### [HOW TO COMPLETE THIS TASK]
In the records below, find the line with "In the picture above, where can the red"; retype that line and all the following lines through the end, exactly, and add nothing.

### [SOURCE MATERIAL]

++++

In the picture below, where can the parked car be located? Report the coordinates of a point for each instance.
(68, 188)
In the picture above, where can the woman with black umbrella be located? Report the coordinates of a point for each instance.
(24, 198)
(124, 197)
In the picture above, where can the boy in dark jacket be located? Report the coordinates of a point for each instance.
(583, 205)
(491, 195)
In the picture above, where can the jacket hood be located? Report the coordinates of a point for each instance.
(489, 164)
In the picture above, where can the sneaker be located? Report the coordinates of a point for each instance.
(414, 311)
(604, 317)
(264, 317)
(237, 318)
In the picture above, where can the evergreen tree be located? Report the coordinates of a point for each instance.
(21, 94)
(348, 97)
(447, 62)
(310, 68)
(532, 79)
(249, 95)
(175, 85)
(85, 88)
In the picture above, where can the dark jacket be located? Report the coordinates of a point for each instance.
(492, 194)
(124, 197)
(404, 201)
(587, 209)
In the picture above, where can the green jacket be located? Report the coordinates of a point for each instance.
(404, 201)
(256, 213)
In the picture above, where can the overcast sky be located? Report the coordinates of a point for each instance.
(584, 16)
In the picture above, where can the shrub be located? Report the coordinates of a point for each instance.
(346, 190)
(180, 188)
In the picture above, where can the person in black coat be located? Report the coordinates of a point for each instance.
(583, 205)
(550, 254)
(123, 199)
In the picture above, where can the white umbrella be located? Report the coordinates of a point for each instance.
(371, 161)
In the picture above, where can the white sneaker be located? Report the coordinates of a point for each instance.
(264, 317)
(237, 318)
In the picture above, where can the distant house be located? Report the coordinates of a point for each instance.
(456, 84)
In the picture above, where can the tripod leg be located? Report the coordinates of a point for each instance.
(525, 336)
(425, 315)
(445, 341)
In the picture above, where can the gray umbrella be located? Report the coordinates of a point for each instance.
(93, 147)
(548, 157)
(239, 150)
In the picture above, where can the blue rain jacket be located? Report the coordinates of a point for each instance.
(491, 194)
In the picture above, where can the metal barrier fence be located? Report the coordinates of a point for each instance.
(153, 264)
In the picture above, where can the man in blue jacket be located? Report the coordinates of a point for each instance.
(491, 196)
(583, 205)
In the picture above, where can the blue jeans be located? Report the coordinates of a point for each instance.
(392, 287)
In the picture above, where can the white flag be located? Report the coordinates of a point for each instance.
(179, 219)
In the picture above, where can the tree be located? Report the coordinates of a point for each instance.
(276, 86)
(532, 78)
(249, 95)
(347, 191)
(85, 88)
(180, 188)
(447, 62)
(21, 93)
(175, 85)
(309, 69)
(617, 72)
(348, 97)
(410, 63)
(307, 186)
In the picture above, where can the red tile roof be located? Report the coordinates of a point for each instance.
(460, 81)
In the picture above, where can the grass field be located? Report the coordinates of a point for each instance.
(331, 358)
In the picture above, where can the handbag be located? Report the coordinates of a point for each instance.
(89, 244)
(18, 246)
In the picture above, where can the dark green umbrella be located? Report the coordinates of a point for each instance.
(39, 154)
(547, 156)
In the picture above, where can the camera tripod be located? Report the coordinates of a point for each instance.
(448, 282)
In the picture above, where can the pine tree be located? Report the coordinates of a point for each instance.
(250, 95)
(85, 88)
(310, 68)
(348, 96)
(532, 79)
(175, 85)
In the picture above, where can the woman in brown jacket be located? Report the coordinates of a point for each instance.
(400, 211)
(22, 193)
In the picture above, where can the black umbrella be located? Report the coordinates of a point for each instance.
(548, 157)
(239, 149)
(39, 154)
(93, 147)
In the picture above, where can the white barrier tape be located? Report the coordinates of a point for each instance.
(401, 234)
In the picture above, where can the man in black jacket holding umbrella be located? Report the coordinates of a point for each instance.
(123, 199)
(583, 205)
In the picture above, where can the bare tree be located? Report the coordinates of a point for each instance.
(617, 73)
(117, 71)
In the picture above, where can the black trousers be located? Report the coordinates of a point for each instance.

++++

### [WRITTEN ANSWER]
In the picture above, where can the red tile roof be located? Report the coordinates of a point for each instance.
(460, 81)
In the picture above, where can the grass field be located? Report the coordinates of a point for each instance.
(331, 358)
In the picture above, where can the handbag be located? Report the coordinates of a point for each instance.
(89, 244)
(18, 246)
In the picture above, where can the dark green umbrella be located? Report the coordinates of a point for each instance.
(39, 154)
(547, 156)
In the picture above, where can the camera tripod be located? Report the coordinates of a point for each instance.
(448, 282)
In the picture above, where can the pine tree be located? Report the coordinates of a point for each instance.
(250, 95)
(85, 88)
(310, 68)
(348, 96)
(532, 79)
(175, 85)
In the picture above, where can the woman in brown jacket be located? Report the coordinates of a point for each instance.
(400, 211)
(22, 193)
In the picture above, where can the black umbrella be located? Report the coordinates of a point for each instance.
(548, 157)
(239, 149)
(39, 154)
(93, 147)
In the picture above, where can the white barrier tape be located? Report the coordinates of a point for each instance.
(401, 234)
In the picture above, where can the man in black jacket holding umbrella be located? Report the coordinates of a point for each instance.
(123, 199)
(583, 205)
In the picture above, where can the bare tree be located? Report the coordinates of a point for each instance.
(617, 73)
(117, 71)
In the picture above, where can the black trousers be located? Report the coordinates of a point for each instance.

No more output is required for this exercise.